Locate every line of the data that contains the word "large", and copy each of those lines.

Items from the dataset
========

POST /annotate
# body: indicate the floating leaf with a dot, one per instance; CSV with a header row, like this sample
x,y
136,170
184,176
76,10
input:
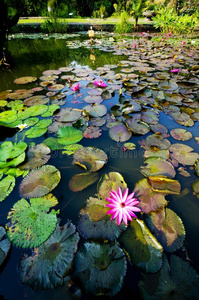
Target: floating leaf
x,y
6,186
94,264
69,135
157,166
4,245
149,199
168,228
142,247
109,182
25,80
40,182
120,133
51,261
92,159
31,223
175,281
36,156
183,154
165,185
79,182
181,134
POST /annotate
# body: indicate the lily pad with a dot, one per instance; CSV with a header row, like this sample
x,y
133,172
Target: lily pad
x,y
157,166
51,261
94,264
142,247
109,182
149,199
40,182
175,281
6,186
181,134
4,245
31,224
79,182
183,154
69,135
120,133
36,156
90,158
168,228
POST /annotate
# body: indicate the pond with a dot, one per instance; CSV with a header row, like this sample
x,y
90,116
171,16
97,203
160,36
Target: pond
x,y
81,118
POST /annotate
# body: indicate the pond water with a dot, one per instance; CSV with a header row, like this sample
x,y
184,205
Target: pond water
x,y
140,93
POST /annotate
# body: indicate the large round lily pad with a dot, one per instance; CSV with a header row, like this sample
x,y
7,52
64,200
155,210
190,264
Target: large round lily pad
x,y
149,199
69,135
120,133
168,228
4,244
36,156
157,166
7,184
142,247
51,261
100,268
183,154
40,182
90,158
32,223
177,280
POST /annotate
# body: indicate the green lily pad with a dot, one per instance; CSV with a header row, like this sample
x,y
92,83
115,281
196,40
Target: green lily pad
x,y
95,224
142,247
90,158
51,261
181,134
149,199
36,156
79,182
157,166
69,135
183,154
7,184
71,149
31,224
35,132
175,281
168,228
109,182
40,182
4,245
120,133
100,268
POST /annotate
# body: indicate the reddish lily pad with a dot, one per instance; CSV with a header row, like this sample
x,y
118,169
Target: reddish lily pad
x,y
157,166
168,228
90,158
40,182
183,154
149,199
120,133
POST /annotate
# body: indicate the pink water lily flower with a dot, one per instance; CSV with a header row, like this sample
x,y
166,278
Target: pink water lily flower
x,y
75,87
122,206
100,83
174,70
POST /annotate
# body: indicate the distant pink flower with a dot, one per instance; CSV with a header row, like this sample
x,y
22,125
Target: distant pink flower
x,y
122,206
174,70
100,83
75,87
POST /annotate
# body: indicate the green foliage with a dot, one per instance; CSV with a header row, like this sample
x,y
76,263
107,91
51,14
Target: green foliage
x,y
168,19
124,25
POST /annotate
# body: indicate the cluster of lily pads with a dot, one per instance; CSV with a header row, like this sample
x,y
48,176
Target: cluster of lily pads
x,y
135,93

========

_PROBLEM SOLUTION_
# body: indicate the large round lily pad with a dot, one per instance; CSV with a header row, like this sample
Target: large round lily pad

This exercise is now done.